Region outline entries

+ + + + + + +

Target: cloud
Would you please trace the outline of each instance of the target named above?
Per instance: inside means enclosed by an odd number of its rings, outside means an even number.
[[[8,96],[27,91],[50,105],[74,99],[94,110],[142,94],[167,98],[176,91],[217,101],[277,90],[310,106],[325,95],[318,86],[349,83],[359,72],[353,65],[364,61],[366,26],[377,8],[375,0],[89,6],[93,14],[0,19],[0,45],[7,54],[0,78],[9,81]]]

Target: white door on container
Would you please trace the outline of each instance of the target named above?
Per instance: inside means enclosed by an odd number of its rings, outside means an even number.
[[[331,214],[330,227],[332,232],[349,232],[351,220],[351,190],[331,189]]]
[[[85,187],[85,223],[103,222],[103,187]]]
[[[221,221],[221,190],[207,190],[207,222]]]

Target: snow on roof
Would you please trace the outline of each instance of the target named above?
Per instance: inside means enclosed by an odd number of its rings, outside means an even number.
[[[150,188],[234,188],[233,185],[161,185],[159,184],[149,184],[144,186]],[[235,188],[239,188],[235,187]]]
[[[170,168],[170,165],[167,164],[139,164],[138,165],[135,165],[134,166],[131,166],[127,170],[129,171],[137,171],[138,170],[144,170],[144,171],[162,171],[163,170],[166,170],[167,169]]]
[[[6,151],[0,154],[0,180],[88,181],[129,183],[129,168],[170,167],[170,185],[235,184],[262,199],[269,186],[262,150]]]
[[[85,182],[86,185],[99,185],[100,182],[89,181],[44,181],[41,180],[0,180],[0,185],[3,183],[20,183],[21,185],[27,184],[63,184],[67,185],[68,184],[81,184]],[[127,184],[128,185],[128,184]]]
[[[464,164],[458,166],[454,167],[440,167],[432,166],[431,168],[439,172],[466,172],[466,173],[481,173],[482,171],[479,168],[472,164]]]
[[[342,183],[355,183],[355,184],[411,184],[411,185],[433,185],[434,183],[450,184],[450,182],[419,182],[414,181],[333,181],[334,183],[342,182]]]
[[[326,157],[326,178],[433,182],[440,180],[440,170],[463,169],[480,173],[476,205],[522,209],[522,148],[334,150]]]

+ + + + + + +

§ **EXERCISE DESCRIPTION**: Can you edit the records above so that every "trace the outline" becomes "draw the boundary", keeping everything else the same?

§ **EXERCISE OUTPUT**:
Target: cloud
Would you please draw the boundary of each instance of the target named above?
Per instance: inside means enclosed by an odd number of its rings, outside means an even number.
[[[8,96],[27,91],[50,105],[74,99],[94,110],[142,94],[167,98],[176,91],[217,101],[277,90],[310,106],[325,95],[318,86],[349,83],[359,72],[353,65],[364,61],[366,26],[377,8],[375,0],[89,6],[93,14],[0,19],[0,45],[7,54],[0,78],[9,81]]]

Target: white door on container
Would you please draw the boundary of each instance of the target named above?
Per instance: inside means enclosed by an odd number of its rings, outside means an even number.
[[[331,214],[330,227],[332,232],[349,232],[351,220],[351,190],[331,189]]]
[[[85,187],[85,223],[103,222],[103,187]]]
[[[221,221],[221,190],[207,190],[207,222]]]

Target: snow on roof
Would you please draw the boundary of each instance of the target named above?
Per instance: inside means enclosed by an odd number of its rings, outside means an even number.
[[[150,188],[234,188],[233,185],[161,185],[159,184],[149,184],[144,186]],[[235,188],[239,188],[235,187]]]
[[[170,168],[170,165],[167,164],[139,164],[138,165],[135,165],[134,166],[131,166],[127,170],[129,171],[137,171],[138,170],[144,170],[144,171],[162,171],[163,170],[166,170],[167,169]]]
[[[6,151],[0,154],[0,180],[88,181],[129,183],[129,168],[170,167],[170,185],[235,184],[262,199],[269,186],[262,150]]]
[[[85,182],[86,185],[99,185],[100,182],[89,181],[44,181],[41,180],[0,180],[0,185],[3,183],[20,183],[21,185],[27,184],[63,184],[67,185],[68,184],[81,184]],[[127,184],[128,185],[128,184]]]
[[[464,164],[458,166],[454,167],[440,167],[432,166],[431,168],[439,172],[466,172],[466,173],[481,173],[482,171],[479,168],[472,164]]]
[[[342,183],[355,183],[355,184],[411,184],[411,185],[433,185],[434,183],[450,184],[450,182],[419,182],[414,181],[333,181],[334,183],[342,182]]]
[[[326,157],[326,178],[433,182],[440,180],[440,170],[463,169],[480,173],[476,205],[522,209],[522,148],[334,150]]]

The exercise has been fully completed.